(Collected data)
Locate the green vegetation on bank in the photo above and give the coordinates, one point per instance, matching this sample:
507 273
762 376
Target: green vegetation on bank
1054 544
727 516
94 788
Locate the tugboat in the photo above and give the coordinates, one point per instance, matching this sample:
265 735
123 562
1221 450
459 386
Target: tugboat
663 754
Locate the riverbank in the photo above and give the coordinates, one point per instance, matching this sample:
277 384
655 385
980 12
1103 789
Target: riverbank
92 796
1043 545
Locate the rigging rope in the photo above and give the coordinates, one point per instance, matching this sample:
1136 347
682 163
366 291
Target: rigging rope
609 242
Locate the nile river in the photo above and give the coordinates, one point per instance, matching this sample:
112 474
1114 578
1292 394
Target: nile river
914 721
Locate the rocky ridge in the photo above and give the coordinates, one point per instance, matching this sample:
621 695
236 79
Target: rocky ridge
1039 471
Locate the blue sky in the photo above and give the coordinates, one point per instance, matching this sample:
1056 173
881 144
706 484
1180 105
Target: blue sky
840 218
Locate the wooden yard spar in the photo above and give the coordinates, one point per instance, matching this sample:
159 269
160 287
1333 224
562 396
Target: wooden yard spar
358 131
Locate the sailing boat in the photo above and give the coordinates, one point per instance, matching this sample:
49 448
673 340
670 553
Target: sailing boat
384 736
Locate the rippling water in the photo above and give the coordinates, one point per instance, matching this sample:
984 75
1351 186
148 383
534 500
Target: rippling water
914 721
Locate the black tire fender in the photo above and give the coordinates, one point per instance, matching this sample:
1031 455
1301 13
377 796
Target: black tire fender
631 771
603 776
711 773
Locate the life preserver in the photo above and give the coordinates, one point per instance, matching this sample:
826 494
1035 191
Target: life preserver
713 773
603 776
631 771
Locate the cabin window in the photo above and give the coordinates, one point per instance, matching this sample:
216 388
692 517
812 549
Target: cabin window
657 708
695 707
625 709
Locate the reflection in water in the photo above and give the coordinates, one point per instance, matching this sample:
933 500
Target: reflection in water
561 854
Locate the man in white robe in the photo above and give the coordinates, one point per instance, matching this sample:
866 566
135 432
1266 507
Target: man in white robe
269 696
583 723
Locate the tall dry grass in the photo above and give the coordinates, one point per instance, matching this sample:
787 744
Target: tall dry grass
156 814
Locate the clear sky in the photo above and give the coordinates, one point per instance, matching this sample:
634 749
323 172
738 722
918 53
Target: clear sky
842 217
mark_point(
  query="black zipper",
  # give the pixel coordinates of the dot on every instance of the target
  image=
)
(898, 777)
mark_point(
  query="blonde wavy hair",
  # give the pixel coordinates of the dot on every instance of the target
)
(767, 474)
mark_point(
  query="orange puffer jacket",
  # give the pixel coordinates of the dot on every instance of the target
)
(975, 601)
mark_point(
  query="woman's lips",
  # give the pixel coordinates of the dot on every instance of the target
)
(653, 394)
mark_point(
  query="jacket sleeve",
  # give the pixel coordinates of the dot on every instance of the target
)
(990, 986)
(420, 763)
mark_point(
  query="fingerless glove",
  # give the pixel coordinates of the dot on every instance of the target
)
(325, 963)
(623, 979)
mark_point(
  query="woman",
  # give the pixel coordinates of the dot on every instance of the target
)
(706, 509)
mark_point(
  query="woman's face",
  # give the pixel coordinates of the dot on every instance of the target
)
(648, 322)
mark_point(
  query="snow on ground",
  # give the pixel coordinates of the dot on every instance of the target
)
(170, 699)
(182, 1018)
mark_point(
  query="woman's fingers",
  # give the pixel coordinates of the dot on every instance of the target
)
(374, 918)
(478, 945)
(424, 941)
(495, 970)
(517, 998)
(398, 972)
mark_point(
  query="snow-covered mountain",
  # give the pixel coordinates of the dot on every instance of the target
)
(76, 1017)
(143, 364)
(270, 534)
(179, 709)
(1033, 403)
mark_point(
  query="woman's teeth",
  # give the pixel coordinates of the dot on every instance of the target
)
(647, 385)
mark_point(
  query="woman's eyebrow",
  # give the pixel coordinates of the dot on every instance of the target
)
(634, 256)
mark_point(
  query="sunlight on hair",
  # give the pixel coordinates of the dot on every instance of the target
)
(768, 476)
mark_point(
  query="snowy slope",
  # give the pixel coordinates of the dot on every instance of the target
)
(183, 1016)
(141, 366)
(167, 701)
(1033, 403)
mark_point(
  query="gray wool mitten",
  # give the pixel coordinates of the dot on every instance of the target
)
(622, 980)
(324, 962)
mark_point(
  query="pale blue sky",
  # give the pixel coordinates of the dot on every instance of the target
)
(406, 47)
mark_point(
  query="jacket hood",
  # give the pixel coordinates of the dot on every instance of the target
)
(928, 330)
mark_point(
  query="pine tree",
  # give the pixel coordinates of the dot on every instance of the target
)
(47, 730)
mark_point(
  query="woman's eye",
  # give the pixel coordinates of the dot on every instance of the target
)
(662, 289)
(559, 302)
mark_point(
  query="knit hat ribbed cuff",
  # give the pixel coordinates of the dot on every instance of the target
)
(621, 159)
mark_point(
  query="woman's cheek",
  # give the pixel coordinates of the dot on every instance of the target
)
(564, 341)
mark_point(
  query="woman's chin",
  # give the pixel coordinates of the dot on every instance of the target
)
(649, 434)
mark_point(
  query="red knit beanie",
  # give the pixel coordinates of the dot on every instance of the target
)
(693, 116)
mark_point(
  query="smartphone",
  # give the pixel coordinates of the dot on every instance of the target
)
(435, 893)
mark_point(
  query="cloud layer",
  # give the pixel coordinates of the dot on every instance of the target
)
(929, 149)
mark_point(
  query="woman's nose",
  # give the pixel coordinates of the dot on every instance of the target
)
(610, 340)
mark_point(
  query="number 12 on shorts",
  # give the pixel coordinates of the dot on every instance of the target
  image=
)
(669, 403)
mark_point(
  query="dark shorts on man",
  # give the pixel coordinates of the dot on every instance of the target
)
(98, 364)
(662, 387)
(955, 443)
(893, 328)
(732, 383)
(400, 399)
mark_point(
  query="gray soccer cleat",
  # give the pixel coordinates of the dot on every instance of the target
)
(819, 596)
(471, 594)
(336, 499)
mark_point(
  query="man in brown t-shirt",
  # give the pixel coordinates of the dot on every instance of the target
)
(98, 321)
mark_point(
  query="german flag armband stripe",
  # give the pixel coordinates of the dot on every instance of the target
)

What this task involves: Find and copy each line above holding "knit".

Output of the task:
  query="knit hat ribbed cuff",
  query="red knit beanie",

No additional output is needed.